GEOS will not do anything further with the open menus until instructed by your service routine. Your service routine should call GotoFirstMenu to roll up all the open submenus, DoPreviousMenu to move the user back to the parent submenu, or ReDoMenu to reactivate the current submenu. For the most common menu item actions, your routine would call GotoFirstMenu, then perform the desired command, and end with rts back to MainLoop.

Menu Parlor Tricks

If your menu needs to show a currently active selection, like geoWrite does in the font and size menus, you can construct your menu item text strings with two leading spaces; then, on the fly in a dynamic or menu item service routine, replace the first space with an asterisk in the string for the currently active selection (or asterisk with a space to show it's no longer active). In the default system font, which GEOS always uses for menus, the asterisk is just one pixel wider than the space, a difference most users won't notice.

Menu item text strings are made of GEOS ASCII characters and can contain, for example, the GOTOX control code and coordinate bytes to align things like selection characters and keyboard shortcut characters.

Menus and Mouse Fault Events

A mouse fault event occurs when the user moves the mouse pointer outside of the rectangle it's constrained to:

When this happens, GEOS resets the mouse coordinates to the nearest edge and vectors through mouseFaultVec.
========================
Required work: Please carry the passage on GEOS menus forward from its final sentence, the one ending "vectors through mouseFaultVec." The records have no connection to the passage on GEOS menus.

Supplied information:
========================
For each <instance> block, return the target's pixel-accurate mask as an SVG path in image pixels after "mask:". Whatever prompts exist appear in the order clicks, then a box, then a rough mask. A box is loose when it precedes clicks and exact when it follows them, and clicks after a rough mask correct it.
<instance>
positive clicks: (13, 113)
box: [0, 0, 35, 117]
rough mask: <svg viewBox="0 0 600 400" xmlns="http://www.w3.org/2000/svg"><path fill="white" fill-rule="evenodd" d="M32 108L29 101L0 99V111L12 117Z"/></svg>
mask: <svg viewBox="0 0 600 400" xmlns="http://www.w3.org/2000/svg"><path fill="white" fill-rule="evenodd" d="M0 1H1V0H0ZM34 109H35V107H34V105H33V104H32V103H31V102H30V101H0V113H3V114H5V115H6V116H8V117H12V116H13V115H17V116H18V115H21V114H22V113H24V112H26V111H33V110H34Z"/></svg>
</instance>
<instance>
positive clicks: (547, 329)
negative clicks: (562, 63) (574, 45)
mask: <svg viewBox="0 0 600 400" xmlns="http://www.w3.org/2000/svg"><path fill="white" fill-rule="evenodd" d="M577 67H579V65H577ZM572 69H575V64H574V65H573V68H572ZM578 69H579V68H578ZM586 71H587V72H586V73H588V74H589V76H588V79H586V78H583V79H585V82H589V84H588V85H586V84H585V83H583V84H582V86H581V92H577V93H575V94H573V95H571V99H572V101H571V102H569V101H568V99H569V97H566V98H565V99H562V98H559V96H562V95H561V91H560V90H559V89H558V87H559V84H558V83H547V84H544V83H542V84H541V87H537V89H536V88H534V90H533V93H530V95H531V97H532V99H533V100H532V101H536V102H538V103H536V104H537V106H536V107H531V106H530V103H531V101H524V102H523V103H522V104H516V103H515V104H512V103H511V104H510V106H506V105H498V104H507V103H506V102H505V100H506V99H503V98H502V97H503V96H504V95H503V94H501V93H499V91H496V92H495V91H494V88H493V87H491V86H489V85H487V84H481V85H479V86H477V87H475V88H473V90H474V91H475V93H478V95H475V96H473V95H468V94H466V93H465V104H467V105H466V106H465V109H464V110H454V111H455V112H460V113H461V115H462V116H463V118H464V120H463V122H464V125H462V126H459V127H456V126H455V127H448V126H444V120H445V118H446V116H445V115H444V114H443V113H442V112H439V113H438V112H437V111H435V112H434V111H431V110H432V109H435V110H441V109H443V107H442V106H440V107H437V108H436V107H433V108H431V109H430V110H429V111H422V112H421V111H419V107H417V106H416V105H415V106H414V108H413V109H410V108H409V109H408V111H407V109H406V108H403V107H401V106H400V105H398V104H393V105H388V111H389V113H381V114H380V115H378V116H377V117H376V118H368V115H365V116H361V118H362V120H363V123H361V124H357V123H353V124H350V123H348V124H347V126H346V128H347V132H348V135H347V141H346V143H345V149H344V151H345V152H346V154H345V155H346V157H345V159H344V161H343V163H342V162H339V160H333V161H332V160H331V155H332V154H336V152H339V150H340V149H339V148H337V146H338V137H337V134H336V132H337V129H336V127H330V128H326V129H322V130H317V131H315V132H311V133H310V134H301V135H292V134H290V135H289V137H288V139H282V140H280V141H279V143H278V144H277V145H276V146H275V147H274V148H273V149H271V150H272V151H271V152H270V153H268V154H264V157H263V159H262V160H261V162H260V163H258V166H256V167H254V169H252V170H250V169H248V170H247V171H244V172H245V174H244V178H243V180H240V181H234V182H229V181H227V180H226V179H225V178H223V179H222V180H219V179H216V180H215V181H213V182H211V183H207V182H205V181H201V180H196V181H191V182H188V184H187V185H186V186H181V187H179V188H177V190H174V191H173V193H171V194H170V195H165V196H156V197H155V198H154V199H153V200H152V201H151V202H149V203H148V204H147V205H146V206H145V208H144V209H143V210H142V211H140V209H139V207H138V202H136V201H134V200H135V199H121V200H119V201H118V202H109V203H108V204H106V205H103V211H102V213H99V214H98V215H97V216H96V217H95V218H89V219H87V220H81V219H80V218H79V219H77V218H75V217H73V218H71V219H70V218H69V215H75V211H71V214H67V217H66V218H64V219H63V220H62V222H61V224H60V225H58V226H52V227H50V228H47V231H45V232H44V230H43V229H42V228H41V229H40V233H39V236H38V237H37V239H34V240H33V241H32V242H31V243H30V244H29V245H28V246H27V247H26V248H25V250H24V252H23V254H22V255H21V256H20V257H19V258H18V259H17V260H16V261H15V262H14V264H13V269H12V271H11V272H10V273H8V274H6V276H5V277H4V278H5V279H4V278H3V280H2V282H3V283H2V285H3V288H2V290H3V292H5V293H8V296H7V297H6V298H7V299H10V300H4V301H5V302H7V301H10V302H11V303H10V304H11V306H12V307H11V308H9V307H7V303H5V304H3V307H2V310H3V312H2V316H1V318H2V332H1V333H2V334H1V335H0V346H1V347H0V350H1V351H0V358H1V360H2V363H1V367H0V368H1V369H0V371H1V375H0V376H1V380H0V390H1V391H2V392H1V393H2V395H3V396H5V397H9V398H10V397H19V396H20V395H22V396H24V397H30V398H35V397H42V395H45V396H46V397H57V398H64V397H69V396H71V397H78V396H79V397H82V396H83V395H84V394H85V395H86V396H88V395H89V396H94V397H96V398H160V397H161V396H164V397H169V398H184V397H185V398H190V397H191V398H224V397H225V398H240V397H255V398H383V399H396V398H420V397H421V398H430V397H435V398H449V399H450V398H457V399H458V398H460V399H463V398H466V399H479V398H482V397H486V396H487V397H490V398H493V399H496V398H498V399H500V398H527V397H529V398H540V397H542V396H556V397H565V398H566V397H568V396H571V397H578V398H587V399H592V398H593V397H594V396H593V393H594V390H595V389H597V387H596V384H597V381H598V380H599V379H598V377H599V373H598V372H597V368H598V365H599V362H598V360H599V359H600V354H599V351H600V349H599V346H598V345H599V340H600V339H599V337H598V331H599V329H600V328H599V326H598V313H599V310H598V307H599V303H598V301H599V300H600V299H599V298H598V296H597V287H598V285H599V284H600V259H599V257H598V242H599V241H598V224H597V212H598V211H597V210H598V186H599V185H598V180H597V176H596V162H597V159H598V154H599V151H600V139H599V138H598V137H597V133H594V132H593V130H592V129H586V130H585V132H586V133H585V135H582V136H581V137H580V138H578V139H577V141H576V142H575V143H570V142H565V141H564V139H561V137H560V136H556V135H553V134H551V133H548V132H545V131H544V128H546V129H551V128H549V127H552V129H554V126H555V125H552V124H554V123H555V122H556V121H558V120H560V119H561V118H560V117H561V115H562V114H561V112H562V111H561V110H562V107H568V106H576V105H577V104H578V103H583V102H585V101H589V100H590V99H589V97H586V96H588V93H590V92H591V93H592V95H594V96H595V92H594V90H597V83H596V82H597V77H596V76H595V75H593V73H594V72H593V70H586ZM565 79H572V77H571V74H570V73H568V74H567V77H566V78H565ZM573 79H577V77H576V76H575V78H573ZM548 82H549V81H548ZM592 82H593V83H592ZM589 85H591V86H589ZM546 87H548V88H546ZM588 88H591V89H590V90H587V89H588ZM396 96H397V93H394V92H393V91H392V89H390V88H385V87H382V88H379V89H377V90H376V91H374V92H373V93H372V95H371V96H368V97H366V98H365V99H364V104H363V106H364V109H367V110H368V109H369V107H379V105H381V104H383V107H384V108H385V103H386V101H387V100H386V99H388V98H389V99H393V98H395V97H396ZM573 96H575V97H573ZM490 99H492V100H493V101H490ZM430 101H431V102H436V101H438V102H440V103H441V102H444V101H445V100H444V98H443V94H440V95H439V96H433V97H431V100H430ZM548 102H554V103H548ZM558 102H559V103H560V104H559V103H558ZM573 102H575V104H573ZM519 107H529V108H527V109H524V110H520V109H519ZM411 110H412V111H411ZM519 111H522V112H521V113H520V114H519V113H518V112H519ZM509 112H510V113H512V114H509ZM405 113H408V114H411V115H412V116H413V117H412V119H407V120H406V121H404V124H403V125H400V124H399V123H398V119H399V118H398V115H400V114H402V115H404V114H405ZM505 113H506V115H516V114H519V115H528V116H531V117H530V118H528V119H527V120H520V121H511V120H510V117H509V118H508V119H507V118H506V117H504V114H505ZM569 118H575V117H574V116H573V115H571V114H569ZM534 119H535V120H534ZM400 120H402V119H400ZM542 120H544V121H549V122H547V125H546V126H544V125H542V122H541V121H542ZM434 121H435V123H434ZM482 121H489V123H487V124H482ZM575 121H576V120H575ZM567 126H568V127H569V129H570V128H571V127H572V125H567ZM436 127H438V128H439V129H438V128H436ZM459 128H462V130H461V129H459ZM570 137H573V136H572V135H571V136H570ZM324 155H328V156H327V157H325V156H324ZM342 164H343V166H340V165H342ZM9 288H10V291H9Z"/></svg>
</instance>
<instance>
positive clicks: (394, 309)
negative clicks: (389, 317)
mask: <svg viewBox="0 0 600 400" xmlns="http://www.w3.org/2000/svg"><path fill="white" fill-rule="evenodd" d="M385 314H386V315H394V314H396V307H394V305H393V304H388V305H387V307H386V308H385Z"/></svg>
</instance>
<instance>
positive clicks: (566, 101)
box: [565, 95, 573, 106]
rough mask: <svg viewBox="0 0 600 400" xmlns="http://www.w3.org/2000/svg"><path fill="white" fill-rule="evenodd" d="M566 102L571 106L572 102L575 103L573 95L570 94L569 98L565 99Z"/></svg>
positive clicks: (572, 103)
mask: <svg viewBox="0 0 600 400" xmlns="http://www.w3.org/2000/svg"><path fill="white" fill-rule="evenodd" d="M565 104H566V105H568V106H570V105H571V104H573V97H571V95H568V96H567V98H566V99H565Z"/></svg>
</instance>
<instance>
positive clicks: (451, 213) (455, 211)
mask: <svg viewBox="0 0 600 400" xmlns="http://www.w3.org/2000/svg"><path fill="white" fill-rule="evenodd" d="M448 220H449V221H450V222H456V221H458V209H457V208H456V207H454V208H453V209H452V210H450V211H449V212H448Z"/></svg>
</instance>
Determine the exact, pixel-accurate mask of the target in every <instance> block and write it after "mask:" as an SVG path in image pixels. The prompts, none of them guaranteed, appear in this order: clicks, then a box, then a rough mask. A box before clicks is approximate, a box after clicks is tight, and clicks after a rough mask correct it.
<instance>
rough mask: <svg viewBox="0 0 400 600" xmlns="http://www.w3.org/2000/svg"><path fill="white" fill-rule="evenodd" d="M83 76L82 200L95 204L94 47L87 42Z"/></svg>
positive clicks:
========================
Response to this exercise:
When a submenu is open, there is another kind of mouse fault event: the mouse leaving the currently open menu. When this happens while mouseFaultVec points to the system mouse fault routine, GEOS calls DoPreviousMenu to roll up the menu the mouse left, and GEOS continues to call DoPreviousMenu until either it finds the mouse inside the new currently open menu or the main menu is the only menu left open.

When the menu type is unconstrained, the rectangle the mouse is constrained to is the entire screen dimensions. When the menu type is constrained, however, GEOS resets mouseTop, mouseBottom, mouseLeft, and mouseRight to the menu's rectangle.

The Hitchhiker's Guide to GEOS states that the only edge the mouse can leave a constrained menu through are the top edge in a vertical menu or the left edge in a horizontal menu. In both cases, this generates a mouse fault event, and GEOS responds to it by calling DoPreviousMenu, assuming that the edge leads to the parent menu.

If your program wants to constrain the mouse to a portion of the screen and handle mouse fault events, BSW recommended a few before and after tasks:

Other Mouse Click Events in GEOS

The GEOS Main Loop polls for clicks on icons and menus according to the currently active icon and menu table and dispatches the appropriate event service routine for you. It also polls for clicks on the screen outside of any active icon or menu, as well as any mouse button release event; when one happens, it vectors through otherPressVec.

Normally, otherPressVec is a null vector ($0000), and GEOS doesn't vector through it. When you want to handle mouse click events, you can load otherPressVec with a pointer to your event service routine. On entry, mouseXPos and mouseYPos hold the current mouse coordinates, and mouseData bit 7 holds the current button status.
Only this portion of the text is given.